| Given records |
● ● ● ● ● ● ●

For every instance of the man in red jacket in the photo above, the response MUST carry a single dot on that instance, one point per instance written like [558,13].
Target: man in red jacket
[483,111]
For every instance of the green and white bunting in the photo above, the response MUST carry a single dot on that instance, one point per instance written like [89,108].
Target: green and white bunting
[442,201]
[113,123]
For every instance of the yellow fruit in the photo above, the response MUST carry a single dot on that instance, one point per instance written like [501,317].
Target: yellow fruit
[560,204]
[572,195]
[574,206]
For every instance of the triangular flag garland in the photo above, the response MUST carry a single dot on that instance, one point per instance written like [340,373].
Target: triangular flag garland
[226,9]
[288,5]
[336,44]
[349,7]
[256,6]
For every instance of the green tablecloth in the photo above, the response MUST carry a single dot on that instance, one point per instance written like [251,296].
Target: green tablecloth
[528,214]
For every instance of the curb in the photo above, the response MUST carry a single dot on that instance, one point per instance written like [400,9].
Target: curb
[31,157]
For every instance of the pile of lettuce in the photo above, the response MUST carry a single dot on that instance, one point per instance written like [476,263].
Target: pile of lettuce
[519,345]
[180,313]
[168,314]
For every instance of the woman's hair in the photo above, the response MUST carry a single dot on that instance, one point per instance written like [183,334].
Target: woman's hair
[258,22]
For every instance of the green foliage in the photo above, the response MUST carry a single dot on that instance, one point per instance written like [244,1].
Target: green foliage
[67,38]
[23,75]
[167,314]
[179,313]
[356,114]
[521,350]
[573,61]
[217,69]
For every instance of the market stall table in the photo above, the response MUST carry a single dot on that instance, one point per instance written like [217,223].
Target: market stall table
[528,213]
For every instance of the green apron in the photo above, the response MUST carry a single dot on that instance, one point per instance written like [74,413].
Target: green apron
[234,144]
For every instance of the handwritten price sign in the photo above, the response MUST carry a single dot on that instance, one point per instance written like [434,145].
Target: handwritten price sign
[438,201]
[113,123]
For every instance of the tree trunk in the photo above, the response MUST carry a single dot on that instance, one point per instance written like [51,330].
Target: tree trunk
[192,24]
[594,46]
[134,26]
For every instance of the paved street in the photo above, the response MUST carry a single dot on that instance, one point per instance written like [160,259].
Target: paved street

● ● ● ● ● ● ●

| Aim of the task |
Retype exactly the lines from the one containing "Target: market stall table" through the end of the data. Add nothing.

| Answer for the task |
Target: market stall table
[528,213]
For every instance of the green apron in the photo above, the response MUST carry a single dot on that instance, one point per instance written like [74,413].
Target: green apron
[234,144]
For every instance of the handwritten price sign in the photo above, the response MUST carry a single dot on that instance, one point per instance written like [434,145].
Target: handwritten price sign
[438,201]
[113,123]
For every instance of the tree trunk in the photo above, the response MUST carry a single dot on that instance, one point per instance written like [51,330].
Target: tree trunk
[192,24]
[594,46]
[134,26]
For every instance of the paved street in the photo above, the response MUST carry a single dot on that instance, one point per instance written like [160,259].
Target: paved street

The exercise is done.